# What to work on
1 - Rewrite the records as a Markdown table with the columns "Row" and "Line", giving each line a row number and leaving out blank lines. Include only the records from the line that contains "For the evaluation set, tag each instance of the necklace" through the end of the records.
2 - Extend the birdwatching blog post about the walk around Frodsham No.6 tank, continuing from its last sentence.

# Extract provided
● ● ● ● ●

Tuesday, 15 June 2010

Get off my Land!

A walk around Frodsham No.6 tank this morning en route from Liverpool produced pretty much the same selection of birds as just over a week ago: Avocet, plenty of Common Whitethroats, a Cuckoo – whom in the intervening period had had a sex change, and a flyover Yellow Wagtail.

A scan over the drier areas revealed a hatched Plover (sp), with at least two others on nests and a breeding pair of Oysties too. After last year’s ill timed excavations by Peel Holdings, it looks as if anything nesting on the ground is in for a tough time again, but trying to dodge quad bikes this time as oppose to diggers.

Thanks to Anon for posting the links to the RSPB website detailing the various projects aimed at tackling the decline in many of our unsung and diminutive passerines. Whilst I am no fan of machinations of the local RSPB, I am guilty of forgetting about much of the unheralded good work the organisation is involved in at a regional and national level.

I suppose the key to restoring agrarian bird diversity lies firmly at the feet of our farming community. Whilst there are many notable exceptions, the majority of farmers seem intent on irradiating every living organism on their land with the exception of their crop or livestock.

● ● ● ● ●

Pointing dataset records
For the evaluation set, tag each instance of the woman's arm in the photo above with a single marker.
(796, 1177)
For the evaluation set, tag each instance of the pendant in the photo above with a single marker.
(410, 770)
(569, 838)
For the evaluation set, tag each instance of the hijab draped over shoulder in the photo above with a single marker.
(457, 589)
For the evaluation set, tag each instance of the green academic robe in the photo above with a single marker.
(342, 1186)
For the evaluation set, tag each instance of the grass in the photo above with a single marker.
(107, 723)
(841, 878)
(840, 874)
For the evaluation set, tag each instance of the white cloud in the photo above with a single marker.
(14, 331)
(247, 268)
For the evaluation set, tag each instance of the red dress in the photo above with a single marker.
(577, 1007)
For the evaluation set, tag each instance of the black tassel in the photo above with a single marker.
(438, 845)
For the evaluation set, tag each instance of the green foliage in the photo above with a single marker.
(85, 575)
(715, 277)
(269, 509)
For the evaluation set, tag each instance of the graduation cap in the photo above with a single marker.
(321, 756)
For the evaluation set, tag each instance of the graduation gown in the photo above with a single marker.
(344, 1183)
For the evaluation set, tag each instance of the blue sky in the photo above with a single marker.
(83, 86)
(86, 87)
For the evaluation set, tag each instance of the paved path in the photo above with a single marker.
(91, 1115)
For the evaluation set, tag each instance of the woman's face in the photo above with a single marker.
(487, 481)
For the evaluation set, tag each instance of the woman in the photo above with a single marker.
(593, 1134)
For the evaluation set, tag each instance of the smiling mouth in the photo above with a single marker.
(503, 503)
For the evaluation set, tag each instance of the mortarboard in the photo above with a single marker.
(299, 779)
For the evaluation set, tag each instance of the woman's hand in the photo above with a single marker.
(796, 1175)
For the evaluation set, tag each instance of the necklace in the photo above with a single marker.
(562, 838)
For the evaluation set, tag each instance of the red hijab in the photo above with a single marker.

● ● ● ● ●

# In response
1 -
| Row | Line |
|---|---|
| 1 | For the evaluation set, tag each instance of the necklace in the photo above with a single marker. |
| 2 | (562, 838) |
| 3 | For the evaluation set, tag each instance of the red hijab in the photo above with a single marker. |

2 -
Of course many are under huge pressure to drive down costs and in order to produce cheaper and cheaper food, but still I feel that as custodians of much of our countryside they hold an equally important duty to the preservation of our natural heritage.

A couple of examples: only this morning on Radio 4, there was a piece on the fact that many upland farms are now financially unviable. The downside to this apparently was that the countryside would become ‘overgrown’ - what a ridiculous bit of spin. How about natural?

Moreover, last week the BBC interviewed a pig farmer in Suffolk on the prospect of White-tailed Sea Eagles being re-introduced nearby. His argument against the project was that ‘a bird flying over might disturb my pigs.’

Personally I would be quite happy to pay a little more for my food if the result was less intensive farming and a few worried porkers, but I know that many people don’t have that luxury…

Until later.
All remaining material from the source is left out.